> Extrait du texte:
____________________

À deux pas du centre-ville, rien ne différencie cette jolie boutique des autres. Très colorée, la vitrine du magasin associatif Witoa est décorée des 24 drapeaux des équipes de l'Euro 2016. À l'intérieur, des étagères de jeux, des livres, des BD... beaucoup d'idées pour des cadeaux d'anniversaire de dernière minute. La particularité de ce magasin unique en France ? Ses vendeurs stagiaires, autistes ou porteurs de troubles apparentés génétiques ou neurologiques. Avec, pour les encadrer, Carine Mantoulan, docteur en psychologie et directrice d'InPACTS, l'association toulousaine qu'elle a fondée pour accompagner des familles d'enfants autistes.
« Chacun peut trouver sa place »

____________________

> Données fournies:
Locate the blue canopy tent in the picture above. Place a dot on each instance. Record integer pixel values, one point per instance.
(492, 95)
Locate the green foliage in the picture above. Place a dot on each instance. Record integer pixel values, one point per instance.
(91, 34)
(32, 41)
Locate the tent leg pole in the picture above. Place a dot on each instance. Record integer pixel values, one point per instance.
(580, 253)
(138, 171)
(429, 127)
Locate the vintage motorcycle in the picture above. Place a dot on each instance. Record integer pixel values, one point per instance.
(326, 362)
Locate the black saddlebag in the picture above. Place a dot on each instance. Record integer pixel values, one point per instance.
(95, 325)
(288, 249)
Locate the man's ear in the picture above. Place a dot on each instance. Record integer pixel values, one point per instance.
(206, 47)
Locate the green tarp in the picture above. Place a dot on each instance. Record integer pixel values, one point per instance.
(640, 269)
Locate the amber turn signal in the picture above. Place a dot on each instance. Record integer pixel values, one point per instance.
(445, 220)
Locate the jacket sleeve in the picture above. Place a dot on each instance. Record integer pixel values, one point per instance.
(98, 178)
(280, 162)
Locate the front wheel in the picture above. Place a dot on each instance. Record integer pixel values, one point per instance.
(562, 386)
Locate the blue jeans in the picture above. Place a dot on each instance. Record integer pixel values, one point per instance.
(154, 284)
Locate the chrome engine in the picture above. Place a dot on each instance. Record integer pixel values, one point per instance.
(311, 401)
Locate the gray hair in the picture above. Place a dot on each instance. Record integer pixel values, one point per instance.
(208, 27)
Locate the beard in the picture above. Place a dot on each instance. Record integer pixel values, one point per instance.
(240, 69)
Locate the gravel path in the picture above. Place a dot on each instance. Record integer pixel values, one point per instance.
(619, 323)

____________________

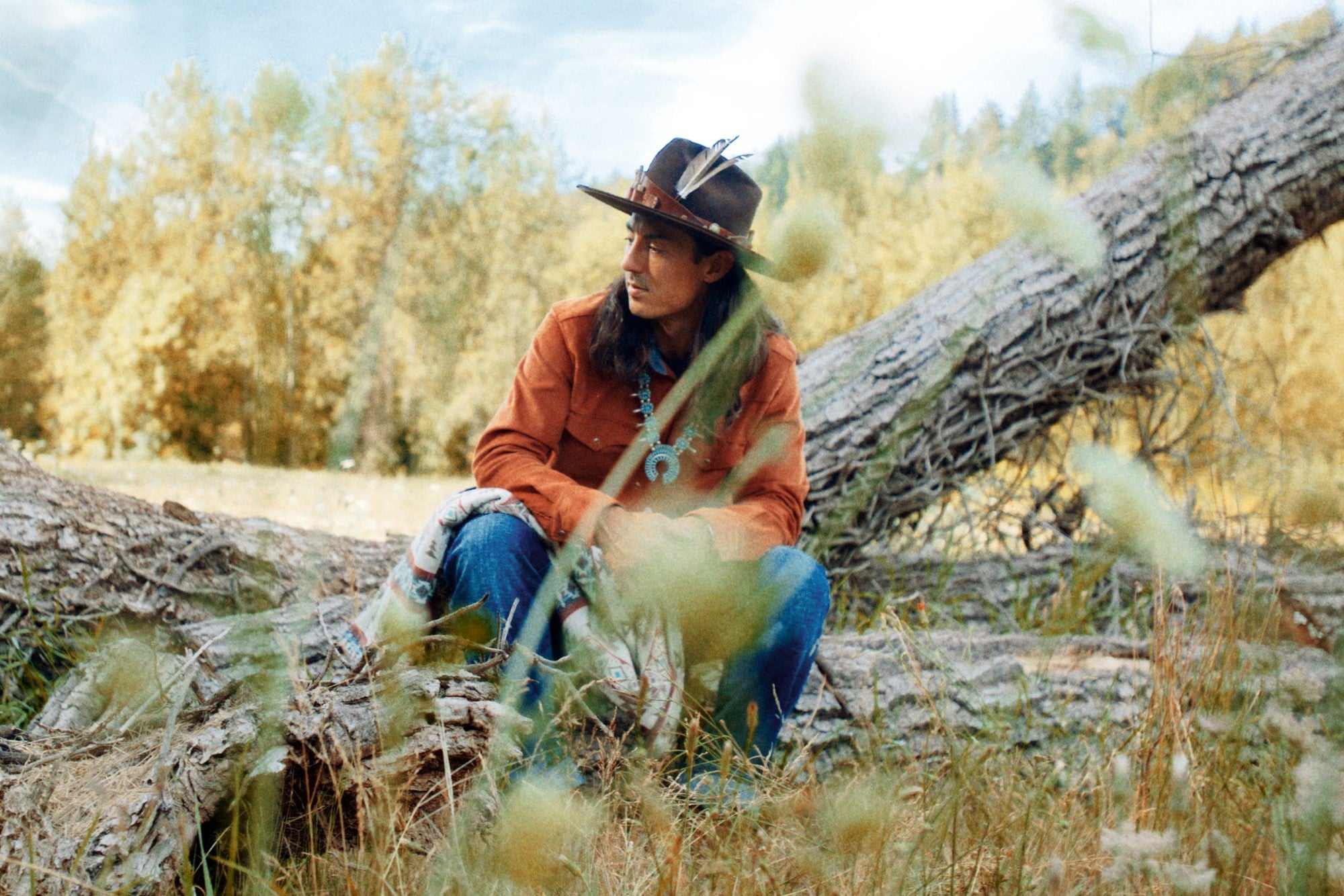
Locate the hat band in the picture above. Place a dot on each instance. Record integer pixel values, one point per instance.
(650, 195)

____________________

> Votre consigne: Poursuivez l'article sur la boutique Witoa à partir de l'intertitre « Chacun peut trouver sa place », qui en est la dernière ligne. Les enregistrements forment un matériel à part, sans rapport avec l'article sur la boutique Witoa.

> Résultat de la tâche:
« Voulez-vous un sac ? », demande Sébastien Roucayrol, un vendeur au visage poupin, au moment de donner un paquet cadeau confectionné avec soin. « Tu as parlé fort, c'est parfait ! », le félicitera plus tard Carine Mantoulan. « Ce sont des gens qui ont des défauts dans les rapports humains mais qui ont des compétences. » Pour une cliente, Elsa Vanderstroesen, « Nous sommes dans une société où le handicap est caché mais chacun peut y trouver sa place ». Elle a été informée de la nature du magasin uniquement par un document distribué à la caisse. Sébastien, 34 ans, est diagnostiqué comme porteur du syndrome d'Asperger depuis seulement quatre ans ; pour lui, c'est une libération. « Pendant des années, on me trouvait intelligent, mais on se demandait pourquoi je ne parvenais pas à faire certaines choses. Depuis le diagnostic, ça va mieux. Je suis moi-même », explique-t-il, déplorant, comme bien des familles, le temps qu'il a fallu pour identifier son trouble autistique.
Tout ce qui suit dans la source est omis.